» **Aim of the task**: Select and reproduce each line of the listing below that bears the string "Locate".
+++ Extracted records
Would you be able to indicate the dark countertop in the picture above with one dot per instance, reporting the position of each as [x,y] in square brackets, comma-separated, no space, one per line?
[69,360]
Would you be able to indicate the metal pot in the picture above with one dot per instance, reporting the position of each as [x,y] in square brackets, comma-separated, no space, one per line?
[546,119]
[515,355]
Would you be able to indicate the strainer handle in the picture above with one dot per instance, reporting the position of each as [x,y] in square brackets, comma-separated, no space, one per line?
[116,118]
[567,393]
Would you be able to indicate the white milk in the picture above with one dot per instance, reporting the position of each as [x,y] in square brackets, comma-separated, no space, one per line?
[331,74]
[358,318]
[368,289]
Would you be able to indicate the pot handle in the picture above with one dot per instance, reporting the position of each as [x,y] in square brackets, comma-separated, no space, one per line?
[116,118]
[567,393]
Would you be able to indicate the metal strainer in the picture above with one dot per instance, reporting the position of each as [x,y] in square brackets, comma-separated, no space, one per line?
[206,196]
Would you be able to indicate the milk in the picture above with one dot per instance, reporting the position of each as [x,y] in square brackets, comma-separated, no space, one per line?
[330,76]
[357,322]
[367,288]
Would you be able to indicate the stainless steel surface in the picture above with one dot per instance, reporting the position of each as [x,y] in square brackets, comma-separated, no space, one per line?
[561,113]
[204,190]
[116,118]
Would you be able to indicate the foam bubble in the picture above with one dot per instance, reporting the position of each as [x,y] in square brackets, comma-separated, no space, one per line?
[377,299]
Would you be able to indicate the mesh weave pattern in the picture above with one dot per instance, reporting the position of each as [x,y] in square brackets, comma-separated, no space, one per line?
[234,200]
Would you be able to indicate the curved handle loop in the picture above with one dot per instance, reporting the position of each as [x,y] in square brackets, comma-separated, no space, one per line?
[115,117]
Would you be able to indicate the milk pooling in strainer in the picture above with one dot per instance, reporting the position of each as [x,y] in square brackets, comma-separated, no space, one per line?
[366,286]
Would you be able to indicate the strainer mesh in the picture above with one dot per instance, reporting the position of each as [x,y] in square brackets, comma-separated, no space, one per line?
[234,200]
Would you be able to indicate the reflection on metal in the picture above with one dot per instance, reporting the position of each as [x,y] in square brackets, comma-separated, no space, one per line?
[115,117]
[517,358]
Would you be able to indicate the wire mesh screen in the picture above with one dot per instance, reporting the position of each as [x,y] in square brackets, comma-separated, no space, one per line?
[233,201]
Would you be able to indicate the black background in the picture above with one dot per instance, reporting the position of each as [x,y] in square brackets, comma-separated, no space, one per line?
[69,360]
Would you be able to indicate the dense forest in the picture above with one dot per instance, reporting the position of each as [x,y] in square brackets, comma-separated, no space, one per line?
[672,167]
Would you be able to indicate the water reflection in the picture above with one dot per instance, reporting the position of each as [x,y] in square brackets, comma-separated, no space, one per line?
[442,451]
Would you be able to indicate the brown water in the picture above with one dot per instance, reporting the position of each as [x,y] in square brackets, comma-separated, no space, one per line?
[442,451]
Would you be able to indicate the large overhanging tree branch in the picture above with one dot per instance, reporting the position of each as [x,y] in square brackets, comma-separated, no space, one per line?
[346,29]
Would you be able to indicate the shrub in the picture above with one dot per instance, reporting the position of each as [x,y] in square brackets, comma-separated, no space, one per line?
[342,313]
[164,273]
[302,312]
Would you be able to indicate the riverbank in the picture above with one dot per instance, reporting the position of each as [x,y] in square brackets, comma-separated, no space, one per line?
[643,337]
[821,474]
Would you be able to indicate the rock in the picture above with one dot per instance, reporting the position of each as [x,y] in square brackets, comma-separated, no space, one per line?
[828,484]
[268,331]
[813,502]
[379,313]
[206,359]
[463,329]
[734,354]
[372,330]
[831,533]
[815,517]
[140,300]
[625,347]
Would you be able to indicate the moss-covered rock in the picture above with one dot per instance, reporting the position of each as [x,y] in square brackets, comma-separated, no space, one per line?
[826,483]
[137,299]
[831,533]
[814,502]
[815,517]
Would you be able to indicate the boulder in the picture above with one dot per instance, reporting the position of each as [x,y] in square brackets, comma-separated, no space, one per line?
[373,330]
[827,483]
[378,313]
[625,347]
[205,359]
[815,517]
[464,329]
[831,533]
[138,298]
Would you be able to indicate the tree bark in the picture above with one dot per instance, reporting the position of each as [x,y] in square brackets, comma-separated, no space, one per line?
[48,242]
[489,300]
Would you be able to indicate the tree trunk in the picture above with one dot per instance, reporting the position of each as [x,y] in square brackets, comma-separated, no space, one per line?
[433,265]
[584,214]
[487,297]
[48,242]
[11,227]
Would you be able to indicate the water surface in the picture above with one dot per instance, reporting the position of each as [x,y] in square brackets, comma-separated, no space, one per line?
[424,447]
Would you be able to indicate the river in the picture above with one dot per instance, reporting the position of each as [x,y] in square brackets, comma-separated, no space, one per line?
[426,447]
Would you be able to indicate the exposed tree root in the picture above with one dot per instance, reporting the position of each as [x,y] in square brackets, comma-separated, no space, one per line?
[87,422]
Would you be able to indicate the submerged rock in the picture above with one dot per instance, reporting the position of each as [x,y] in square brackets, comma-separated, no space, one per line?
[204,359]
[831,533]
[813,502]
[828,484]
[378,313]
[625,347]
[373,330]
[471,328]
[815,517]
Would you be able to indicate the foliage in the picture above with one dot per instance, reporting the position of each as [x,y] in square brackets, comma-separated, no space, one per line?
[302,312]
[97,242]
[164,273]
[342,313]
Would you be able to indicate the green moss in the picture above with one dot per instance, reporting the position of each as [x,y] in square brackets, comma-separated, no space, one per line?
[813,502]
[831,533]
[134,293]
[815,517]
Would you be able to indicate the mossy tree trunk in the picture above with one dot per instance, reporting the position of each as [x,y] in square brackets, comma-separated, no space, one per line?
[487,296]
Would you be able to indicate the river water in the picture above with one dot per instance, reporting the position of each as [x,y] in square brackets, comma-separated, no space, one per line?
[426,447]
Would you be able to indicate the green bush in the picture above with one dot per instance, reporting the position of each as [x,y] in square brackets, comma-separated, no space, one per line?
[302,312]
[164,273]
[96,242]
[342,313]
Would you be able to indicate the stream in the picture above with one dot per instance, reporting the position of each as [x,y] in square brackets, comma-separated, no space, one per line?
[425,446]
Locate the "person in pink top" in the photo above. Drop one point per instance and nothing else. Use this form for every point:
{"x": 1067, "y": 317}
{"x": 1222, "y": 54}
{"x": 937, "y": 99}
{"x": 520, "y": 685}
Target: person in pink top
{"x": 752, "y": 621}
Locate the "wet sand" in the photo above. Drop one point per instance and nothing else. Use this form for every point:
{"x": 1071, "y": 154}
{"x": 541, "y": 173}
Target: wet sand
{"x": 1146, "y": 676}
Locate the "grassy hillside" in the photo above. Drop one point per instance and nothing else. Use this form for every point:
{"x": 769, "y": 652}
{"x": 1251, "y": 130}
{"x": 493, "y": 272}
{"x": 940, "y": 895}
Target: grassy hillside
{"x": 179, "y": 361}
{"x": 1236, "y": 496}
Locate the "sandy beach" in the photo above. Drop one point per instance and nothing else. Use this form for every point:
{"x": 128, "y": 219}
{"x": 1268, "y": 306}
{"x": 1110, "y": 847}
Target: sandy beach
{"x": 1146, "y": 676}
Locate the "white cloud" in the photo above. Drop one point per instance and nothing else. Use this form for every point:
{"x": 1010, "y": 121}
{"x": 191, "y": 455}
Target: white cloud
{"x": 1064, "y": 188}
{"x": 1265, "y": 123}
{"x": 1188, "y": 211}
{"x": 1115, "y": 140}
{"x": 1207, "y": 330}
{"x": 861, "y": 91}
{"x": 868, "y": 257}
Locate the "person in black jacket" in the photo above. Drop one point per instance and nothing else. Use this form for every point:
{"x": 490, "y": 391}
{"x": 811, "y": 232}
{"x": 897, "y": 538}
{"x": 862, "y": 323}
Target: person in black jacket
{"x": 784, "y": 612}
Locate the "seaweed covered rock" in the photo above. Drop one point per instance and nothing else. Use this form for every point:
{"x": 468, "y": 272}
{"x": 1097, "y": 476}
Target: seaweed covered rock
++++++
» **Reply to the task**:
Locate the "person in pink top" in the photo above. Drop one point per instance and nothing else. Use this form for every point:
Locate the "wet sand" in the photo above. Drop one point per instance and nothing else. Use this form for every point:
Locate the "grassy hillside" in the photo above. Drop one point per instance and nothing else. Use this form for every point:
Locate the "sandy beach" in the photo above. Drop one point per instance and nothing else. Use this form for every point:
Locate the "white cloud" in the photo above. Drop one point per instance and nothing else. Use this form for every point:
Locate the "person in black jacket" in the photo above. Drop one point per instance and nothing else. Use this form for every point:
Locate the "seaweed covered rock" in the photo above. Drop one point per instance and nothing else. Use this form for every point:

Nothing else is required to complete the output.